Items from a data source
[START]
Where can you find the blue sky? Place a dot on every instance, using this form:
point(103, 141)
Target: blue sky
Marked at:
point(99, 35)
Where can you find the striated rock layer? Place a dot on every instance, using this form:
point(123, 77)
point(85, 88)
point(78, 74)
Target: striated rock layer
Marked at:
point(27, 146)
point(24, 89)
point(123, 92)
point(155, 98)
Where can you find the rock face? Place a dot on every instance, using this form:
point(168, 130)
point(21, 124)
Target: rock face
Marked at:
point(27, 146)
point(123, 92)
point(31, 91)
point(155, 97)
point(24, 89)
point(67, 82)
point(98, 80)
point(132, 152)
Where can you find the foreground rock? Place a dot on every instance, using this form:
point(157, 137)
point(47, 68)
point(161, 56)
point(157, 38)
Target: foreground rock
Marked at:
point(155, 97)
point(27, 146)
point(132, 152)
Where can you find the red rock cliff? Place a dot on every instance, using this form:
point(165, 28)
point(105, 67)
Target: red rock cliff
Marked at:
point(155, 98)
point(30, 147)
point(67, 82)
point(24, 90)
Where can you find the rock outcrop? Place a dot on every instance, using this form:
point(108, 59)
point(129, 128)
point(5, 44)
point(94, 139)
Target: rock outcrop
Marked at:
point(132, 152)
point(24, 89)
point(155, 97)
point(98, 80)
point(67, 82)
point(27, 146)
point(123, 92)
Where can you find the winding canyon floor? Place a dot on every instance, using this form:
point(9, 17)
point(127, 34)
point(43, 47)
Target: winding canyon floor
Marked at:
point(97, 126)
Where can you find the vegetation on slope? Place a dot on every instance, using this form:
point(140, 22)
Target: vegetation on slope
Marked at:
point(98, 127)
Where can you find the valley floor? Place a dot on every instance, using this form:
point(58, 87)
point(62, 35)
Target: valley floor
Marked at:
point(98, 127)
[END]
[YOUR OBJECTIVE]: Copy the lines of the items word for word, beginning with the line that contains "Where can you find the valley" and continuing through the final line of the items.

[OUTPUT FOR THIS TASK]:
Where can you find the valley floor? Place a dot on every instance, using this form:
point(58, 87)
point(62, 35)
Target: valley floor
Marked at:
point(98, 127)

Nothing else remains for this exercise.